What is being asked> Show every line in the records below that contains the word "meerkat". Case counts.

Record set>
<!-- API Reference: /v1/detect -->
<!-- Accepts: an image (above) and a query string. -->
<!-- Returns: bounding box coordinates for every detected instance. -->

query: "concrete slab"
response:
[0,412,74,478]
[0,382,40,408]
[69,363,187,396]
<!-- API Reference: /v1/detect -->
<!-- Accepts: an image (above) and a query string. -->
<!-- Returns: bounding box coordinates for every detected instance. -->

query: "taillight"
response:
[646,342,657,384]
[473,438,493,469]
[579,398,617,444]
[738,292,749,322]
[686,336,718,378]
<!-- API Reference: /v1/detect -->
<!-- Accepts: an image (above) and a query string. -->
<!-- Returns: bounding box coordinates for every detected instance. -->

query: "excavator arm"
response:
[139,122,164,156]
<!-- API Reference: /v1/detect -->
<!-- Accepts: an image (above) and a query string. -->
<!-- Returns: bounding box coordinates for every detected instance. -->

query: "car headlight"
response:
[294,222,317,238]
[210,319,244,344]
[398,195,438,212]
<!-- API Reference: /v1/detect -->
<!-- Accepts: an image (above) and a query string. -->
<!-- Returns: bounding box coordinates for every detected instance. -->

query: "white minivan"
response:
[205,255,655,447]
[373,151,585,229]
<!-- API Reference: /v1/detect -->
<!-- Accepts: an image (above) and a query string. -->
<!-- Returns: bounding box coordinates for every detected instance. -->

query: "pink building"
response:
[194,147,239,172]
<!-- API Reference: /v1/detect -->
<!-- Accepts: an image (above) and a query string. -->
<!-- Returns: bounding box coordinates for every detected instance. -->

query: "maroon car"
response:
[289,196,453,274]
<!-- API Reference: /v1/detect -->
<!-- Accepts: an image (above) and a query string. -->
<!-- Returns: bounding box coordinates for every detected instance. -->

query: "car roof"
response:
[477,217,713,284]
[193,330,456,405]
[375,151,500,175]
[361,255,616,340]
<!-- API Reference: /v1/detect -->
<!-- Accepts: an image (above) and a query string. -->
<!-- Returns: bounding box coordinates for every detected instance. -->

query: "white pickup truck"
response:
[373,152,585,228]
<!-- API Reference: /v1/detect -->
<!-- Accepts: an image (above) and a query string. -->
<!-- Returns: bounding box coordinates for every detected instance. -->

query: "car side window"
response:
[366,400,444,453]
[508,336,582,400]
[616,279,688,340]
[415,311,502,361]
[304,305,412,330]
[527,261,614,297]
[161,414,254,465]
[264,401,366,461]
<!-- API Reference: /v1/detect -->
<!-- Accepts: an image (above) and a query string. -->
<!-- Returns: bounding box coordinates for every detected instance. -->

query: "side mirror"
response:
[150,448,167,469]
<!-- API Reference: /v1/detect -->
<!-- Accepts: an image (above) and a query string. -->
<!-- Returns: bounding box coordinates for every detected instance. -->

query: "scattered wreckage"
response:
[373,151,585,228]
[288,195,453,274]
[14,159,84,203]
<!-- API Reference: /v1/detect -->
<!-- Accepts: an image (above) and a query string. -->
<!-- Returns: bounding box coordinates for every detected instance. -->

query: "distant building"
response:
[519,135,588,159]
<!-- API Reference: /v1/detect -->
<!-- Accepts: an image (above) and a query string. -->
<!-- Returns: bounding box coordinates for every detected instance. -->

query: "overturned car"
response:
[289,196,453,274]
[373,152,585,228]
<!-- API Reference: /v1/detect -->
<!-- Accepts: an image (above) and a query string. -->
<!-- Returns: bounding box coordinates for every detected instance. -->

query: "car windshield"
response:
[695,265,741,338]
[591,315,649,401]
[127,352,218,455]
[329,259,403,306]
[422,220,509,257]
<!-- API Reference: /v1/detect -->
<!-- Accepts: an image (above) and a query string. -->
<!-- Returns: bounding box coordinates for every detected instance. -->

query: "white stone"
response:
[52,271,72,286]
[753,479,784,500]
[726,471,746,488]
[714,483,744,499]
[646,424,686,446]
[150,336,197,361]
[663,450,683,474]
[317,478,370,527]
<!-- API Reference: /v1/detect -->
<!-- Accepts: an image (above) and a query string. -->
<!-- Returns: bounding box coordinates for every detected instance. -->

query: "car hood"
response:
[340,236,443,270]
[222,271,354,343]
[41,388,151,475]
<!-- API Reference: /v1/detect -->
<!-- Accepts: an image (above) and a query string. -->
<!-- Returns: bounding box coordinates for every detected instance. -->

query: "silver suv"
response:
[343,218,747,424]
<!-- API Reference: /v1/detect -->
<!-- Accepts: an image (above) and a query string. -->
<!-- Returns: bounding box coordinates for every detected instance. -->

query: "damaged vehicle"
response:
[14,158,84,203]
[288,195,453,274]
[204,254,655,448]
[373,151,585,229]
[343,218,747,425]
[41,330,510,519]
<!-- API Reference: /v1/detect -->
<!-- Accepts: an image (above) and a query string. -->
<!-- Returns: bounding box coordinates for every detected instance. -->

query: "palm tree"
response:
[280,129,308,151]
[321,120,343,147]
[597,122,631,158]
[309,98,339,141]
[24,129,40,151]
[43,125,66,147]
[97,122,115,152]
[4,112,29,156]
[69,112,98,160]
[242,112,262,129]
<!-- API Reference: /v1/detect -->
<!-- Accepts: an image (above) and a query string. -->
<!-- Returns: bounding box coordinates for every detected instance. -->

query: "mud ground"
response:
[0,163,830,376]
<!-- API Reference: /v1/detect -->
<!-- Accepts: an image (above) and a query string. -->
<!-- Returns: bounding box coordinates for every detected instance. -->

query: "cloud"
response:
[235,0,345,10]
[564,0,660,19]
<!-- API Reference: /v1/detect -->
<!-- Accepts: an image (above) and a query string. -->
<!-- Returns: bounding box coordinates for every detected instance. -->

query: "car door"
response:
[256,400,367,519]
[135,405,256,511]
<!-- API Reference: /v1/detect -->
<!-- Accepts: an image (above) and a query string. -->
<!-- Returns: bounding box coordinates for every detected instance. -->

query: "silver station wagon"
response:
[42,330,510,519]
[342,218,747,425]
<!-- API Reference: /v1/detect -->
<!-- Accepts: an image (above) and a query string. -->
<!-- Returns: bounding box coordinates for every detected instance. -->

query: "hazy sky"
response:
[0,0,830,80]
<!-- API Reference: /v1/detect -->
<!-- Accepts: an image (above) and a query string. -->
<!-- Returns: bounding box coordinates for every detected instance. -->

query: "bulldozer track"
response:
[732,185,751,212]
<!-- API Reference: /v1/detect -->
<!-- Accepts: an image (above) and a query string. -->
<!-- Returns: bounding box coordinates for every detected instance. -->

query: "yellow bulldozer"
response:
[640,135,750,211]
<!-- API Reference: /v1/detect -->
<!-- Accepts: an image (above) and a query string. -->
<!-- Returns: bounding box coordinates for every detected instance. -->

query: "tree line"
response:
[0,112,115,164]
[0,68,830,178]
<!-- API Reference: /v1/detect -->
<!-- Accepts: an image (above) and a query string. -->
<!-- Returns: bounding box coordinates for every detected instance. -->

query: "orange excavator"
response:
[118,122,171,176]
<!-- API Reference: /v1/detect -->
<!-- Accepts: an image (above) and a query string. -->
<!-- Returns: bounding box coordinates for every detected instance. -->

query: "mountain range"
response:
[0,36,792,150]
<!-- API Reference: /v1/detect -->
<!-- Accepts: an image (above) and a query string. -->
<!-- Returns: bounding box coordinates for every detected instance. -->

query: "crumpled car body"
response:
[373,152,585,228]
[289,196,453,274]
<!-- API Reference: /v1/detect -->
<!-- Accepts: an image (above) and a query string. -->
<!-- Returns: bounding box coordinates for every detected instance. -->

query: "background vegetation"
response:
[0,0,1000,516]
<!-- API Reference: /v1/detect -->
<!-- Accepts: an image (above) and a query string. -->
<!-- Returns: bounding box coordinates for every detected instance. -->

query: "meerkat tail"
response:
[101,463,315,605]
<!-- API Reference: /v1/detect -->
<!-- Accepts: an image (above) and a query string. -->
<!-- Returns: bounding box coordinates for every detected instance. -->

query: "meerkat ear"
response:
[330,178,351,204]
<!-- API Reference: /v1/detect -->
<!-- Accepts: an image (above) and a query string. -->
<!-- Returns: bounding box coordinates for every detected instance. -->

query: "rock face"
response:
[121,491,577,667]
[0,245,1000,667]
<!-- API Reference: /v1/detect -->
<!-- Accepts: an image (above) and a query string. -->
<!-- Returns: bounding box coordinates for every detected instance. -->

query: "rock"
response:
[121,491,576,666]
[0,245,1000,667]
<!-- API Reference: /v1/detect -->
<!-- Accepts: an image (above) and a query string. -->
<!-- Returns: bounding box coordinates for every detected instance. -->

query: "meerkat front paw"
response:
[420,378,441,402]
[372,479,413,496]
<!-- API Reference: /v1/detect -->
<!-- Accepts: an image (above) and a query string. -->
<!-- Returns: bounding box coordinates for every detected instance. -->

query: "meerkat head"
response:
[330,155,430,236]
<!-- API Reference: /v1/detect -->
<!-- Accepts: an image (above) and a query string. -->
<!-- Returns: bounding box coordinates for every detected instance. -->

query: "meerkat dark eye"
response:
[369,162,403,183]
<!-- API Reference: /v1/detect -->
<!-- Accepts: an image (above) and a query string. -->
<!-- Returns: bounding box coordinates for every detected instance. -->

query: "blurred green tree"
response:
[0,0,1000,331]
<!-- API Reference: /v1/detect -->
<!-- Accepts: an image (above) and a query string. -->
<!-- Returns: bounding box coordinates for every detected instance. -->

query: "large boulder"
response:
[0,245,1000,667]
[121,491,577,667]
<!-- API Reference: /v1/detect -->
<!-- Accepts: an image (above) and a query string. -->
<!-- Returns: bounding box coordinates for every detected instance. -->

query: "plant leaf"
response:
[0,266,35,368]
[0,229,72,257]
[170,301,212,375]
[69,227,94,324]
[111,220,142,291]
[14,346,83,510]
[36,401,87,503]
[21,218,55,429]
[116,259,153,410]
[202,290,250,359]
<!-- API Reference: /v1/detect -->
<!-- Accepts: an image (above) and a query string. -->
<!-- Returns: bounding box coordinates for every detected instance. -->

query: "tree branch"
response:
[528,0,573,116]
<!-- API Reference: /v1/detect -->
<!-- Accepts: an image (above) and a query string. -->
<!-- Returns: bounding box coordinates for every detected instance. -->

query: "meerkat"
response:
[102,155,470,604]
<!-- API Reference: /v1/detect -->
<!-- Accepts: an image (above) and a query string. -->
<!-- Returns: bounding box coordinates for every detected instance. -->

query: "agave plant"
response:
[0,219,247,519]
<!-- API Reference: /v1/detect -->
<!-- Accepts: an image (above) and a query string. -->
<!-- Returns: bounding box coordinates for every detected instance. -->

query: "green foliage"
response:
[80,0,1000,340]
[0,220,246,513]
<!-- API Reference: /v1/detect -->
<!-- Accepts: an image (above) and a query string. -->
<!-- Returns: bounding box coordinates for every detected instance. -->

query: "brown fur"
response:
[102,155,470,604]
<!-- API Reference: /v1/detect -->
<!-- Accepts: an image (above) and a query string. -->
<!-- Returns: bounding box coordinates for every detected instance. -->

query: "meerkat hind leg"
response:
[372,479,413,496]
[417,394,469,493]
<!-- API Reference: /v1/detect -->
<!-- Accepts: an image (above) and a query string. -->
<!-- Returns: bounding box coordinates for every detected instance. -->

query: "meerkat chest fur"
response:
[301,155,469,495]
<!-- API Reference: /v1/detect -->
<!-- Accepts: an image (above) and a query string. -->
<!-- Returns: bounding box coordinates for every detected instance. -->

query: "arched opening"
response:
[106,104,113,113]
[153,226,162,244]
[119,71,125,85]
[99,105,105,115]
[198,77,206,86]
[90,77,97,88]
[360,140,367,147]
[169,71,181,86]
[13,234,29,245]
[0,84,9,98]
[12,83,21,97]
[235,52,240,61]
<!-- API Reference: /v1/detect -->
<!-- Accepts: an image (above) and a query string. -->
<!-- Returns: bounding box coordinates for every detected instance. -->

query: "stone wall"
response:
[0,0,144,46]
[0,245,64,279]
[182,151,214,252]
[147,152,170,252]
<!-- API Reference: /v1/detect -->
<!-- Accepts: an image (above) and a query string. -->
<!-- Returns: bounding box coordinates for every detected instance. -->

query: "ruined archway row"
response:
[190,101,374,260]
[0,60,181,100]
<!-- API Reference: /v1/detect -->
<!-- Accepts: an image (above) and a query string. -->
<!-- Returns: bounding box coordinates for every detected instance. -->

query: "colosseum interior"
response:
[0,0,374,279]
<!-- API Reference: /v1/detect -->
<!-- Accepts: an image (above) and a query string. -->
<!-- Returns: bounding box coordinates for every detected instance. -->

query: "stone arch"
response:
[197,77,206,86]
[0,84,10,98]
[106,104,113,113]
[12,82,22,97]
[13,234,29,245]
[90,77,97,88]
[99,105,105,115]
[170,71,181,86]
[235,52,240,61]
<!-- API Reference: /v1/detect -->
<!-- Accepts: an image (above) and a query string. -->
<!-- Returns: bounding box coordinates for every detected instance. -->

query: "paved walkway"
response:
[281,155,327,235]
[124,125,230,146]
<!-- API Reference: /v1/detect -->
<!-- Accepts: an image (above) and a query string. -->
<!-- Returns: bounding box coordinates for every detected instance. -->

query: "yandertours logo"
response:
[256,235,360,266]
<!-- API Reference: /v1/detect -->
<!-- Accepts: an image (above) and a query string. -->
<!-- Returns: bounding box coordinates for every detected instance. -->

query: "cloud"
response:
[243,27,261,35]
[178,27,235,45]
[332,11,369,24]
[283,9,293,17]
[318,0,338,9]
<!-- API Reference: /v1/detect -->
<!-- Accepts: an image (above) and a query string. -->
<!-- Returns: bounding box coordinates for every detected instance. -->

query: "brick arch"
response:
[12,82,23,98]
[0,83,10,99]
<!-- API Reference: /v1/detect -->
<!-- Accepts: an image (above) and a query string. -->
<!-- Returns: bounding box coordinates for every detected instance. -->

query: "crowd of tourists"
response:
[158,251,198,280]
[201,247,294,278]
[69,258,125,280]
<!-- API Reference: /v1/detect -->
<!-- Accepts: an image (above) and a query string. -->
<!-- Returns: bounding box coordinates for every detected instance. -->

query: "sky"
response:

Correct result>
query: "meerkat tail"
query: "meerkat ear"
query: "meerkat front paw"
query: "meerkat head"
query: "meerkat dark eye"
query: "meerkat"
query: "meerkat hind leg"
query: "meerkat chest fur"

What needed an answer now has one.